» REQUIRED TASK
Copy out word for word the part of the entries below that opens with the line containing "Target: child's bare arm" and runs through the end of the entries, and nothing else.

----- TASK MATERIAL -----

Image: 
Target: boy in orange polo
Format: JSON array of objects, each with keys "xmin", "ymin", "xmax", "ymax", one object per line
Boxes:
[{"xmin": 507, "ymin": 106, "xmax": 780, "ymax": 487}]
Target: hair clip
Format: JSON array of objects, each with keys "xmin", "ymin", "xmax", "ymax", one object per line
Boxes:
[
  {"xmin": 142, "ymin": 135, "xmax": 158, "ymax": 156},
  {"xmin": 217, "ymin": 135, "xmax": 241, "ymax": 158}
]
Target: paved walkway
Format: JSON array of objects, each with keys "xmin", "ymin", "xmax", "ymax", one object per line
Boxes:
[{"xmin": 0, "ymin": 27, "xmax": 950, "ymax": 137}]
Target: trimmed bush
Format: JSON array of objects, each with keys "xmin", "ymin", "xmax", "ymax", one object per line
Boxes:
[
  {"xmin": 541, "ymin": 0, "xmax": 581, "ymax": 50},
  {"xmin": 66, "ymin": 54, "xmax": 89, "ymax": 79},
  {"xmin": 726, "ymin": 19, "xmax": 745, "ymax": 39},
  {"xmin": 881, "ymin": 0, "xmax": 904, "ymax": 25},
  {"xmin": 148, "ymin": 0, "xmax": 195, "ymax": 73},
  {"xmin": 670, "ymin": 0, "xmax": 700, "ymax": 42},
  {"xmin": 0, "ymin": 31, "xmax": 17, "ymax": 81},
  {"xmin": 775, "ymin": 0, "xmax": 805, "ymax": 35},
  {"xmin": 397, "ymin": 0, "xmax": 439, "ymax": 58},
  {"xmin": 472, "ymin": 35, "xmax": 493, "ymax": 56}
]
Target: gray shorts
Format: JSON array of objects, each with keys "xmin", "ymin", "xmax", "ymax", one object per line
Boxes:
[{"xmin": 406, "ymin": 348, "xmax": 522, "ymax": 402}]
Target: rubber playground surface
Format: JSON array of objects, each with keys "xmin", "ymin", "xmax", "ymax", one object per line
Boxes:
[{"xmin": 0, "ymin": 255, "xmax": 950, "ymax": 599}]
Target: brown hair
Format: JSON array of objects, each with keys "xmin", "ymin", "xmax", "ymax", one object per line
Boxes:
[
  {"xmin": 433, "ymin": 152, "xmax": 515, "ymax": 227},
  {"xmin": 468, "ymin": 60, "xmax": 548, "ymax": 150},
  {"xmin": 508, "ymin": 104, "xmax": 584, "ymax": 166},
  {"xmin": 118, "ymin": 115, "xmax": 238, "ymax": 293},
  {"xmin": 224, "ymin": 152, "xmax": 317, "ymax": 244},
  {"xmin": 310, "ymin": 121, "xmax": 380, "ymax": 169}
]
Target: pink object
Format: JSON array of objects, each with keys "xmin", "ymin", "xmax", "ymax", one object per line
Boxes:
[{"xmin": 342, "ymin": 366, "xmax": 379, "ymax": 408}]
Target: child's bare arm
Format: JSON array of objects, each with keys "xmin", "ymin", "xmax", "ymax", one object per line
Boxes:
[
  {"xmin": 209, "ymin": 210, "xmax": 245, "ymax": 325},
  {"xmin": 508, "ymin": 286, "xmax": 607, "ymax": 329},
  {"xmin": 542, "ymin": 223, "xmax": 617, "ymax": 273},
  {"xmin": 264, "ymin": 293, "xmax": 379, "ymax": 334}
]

-----

» REPLY
Target: child's bare arm
Format: JSON array of objects, each with keys "xmin", "ymin", "xmax", "ymax", one object per line
Boxes:
[
  {"xmin": 209, "ymin": 210, "xmax": 245, "ymax": 325},
  {"xmin": 508, "ymin": 286, "xmax": 607, "ymax": 329},
  {"xmin": 542, "ymin": 223, "xmax": 617, "ymax": 273},
  {"xmin": 264, "ymin": 293, "xmax": 379, "ymax": 334}
]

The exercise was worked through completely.